▸ **Written problem**
Copy the data word for word, from its first line through the line containing "[361,92,419,285]", with both ends included.

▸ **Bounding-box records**
- - - - -

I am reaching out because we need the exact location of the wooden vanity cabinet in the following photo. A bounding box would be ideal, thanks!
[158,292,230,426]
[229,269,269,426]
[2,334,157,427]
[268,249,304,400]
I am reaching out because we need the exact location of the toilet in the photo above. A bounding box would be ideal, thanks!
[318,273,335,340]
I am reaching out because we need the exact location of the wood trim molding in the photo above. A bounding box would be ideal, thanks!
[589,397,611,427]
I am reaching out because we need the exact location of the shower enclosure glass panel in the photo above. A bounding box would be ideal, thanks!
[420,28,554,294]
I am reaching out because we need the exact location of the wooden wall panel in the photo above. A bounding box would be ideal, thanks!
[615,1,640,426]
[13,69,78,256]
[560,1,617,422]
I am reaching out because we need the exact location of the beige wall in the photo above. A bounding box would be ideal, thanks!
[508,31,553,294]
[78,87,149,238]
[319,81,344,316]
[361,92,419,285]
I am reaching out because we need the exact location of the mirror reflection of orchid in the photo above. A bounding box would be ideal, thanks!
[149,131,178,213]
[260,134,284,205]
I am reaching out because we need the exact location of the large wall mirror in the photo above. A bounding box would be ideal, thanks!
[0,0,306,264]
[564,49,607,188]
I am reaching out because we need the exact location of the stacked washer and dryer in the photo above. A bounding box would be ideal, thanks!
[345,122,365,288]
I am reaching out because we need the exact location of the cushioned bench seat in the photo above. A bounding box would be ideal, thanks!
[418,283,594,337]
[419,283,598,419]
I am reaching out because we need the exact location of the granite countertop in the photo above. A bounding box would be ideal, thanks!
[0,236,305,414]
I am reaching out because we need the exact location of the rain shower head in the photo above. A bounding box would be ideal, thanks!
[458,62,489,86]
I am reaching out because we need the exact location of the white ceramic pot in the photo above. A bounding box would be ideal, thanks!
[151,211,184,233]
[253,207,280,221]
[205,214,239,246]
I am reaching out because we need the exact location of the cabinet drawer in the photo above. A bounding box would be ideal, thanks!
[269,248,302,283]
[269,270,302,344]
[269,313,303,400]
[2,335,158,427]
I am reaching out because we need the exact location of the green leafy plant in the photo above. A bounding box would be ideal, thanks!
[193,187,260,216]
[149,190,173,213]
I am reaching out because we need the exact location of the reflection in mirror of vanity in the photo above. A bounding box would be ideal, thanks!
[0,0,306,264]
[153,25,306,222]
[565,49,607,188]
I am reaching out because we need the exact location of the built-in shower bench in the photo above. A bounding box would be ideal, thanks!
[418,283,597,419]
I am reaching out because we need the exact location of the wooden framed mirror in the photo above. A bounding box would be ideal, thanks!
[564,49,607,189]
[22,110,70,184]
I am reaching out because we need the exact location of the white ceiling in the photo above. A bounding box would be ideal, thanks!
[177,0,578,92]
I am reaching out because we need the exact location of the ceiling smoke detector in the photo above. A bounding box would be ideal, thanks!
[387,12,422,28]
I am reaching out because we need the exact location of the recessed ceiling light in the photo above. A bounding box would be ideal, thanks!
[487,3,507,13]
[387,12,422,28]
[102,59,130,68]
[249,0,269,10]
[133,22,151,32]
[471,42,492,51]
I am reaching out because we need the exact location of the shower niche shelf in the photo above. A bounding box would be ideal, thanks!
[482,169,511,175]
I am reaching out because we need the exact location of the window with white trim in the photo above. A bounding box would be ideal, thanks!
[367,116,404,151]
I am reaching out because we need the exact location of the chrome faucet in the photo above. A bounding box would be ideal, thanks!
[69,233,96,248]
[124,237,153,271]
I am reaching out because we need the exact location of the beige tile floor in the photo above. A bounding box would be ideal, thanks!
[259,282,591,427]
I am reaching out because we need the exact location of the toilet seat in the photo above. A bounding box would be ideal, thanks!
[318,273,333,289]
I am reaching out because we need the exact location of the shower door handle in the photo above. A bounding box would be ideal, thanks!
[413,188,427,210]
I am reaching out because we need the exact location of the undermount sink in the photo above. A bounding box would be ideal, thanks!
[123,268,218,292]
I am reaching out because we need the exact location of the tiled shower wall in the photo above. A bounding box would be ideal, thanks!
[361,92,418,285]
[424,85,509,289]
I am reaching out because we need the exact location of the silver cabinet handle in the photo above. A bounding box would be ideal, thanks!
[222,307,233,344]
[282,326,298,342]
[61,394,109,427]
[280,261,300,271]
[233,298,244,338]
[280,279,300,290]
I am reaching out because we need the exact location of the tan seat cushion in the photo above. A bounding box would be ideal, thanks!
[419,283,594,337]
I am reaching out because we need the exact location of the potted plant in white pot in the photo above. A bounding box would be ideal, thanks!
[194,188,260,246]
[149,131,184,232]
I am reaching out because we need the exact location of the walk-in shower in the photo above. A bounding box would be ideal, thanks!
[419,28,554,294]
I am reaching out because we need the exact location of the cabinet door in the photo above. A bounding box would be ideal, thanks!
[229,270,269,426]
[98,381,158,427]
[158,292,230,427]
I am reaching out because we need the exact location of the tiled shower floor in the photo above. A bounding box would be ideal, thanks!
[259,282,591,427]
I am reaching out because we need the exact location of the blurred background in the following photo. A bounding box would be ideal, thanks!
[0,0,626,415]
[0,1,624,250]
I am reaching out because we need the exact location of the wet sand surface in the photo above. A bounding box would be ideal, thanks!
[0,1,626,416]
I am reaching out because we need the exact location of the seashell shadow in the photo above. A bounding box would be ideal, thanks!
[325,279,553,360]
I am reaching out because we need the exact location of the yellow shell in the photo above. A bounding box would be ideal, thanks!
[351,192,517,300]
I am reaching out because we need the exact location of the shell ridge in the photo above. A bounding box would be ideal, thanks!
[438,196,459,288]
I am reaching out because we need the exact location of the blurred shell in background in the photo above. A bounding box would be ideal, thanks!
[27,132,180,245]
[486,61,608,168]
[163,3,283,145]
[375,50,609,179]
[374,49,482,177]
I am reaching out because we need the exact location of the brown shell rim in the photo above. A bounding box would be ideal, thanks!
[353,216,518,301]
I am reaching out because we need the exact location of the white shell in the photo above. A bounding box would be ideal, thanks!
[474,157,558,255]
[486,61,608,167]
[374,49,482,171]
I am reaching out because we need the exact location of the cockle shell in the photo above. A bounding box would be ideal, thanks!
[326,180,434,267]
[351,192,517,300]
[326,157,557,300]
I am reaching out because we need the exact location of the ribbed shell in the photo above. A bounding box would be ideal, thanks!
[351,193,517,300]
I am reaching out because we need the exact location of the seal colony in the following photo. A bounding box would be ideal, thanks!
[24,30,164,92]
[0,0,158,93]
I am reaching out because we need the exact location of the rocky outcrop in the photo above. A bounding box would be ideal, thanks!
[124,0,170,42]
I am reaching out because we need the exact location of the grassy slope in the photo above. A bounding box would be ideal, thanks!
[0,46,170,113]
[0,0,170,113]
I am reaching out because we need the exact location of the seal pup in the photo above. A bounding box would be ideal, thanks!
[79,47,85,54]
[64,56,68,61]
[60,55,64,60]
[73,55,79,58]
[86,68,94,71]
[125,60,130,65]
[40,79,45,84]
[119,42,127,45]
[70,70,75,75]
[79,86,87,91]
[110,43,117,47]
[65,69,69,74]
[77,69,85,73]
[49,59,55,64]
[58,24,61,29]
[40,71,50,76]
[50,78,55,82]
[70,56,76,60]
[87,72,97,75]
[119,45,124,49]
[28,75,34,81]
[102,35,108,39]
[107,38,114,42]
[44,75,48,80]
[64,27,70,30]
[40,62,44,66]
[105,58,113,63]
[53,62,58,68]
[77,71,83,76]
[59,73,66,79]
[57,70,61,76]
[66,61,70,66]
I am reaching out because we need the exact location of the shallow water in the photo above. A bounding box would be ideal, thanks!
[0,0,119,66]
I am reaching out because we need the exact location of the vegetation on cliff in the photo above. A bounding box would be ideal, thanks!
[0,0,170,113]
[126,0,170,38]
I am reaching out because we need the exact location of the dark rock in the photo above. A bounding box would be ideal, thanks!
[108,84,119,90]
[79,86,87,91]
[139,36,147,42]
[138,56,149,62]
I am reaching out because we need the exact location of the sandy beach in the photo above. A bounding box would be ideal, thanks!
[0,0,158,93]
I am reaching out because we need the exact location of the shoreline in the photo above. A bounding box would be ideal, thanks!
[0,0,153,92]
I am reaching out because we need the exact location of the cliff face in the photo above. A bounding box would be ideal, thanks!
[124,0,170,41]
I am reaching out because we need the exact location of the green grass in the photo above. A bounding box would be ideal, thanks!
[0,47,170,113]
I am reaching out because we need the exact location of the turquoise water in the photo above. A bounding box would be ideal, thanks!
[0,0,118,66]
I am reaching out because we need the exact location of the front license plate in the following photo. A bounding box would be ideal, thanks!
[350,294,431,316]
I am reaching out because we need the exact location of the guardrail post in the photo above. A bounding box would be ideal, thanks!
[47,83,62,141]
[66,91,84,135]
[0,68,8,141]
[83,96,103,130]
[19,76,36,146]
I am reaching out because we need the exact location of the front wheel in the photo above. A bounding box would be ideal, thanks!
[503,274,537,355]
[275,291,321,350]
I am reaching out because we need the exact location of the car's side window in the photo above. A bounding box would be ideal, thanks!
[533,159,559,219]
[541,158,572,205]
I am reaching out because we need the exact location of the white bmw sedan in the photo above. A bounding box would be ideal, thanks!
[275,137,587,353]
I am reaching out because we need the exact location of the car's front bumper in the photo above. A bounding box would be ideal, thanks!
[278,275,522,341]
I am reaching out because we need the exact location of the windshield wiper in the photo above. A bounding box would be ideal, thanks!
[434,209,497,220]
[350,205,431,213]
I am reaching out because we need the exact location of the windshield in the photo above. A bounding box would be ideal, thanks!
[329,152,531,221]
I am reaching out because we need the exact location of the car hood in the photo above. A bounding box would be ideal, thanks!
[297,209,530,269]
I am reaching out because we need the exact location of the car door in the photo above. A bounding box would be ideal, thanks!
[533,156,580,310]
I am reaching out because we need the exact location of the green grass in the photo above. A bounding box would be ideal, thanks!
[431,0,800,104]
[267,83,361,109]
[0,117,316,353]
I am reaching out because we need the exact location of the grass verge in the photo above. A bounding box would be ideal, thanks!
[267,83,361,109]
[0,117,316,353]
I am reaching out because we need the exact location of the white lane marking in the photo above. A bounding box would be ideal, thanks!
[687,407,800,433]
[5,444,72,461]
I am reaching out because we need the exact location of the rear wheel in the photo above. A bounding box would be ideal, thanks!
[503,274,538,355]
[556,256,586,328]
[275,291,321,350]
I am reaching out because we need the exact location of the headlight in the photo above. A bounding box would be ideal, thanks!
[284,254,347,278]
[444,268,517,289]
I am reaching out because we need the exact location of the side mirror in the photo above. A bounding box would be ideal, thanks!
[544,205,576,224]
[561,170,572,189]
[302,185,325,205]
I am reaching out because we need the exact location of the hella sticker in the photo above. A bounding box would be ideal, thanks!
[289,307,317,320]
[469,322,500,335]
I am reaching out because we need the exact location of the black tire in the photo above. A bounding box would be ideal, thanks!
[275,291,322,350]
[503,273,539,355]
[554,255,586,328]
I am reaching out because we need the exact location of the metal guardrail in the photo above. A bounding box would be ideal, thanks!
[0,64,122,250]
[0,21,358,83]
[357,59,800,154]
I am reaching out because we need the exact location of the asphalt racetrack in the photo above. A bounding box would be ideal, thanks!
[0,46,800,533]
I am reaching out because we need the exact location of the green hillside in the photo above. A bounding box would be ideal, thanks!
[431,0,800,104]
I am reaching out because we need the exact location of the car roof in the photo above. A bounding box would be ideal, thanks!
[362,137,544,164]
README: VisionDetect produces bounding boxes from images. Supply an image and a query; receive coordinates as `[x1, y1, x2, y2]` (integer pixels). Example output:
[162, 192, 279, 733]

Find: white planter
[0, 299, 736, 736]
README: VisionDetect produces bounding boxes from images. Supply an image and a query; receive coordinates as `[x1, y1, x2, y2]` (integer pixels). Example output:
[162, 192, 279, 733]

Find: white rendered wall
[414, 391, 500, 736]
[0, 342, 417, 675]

- - - - -

▸ **Response for this exercise**
I am reaching out because we need the exact location of the wooden vanity cabinet in the following photo. A bounding box would be ideal, thanks!
[158,292,230,426]
[229,269,269,426]
[2,334,157,427]
[268,249,304,400]
I am reaching out because we need the exact location of the toilet in the photo above. A bounding box would be ideal, thanks!
[318,273,335,340]
I am reaching out because we need the exact location of the wood trim molding in the photo above. A bounding box would be ideal, thanks!
[589,397,611,427]
I am reaching out because we need the exact location of the shower enclosure glass panel in the photo above. A bounding box would be ideal, thanks!
[420,28,554,294]
I am reaching out because we need the exact location of the wooden wall panel in the photo above. A bounding box would be ideal, thanks!
[615,1,640,426]
[13,69,78,256]
[560,1,617,422]
I am reaching out because we need the exact location of the beige wall in the photo above. A bounding box would be ideal, thanks!
[508,31,553,294]
[78,87,149,238]
[319,81,344,316]
[361,92,419,285]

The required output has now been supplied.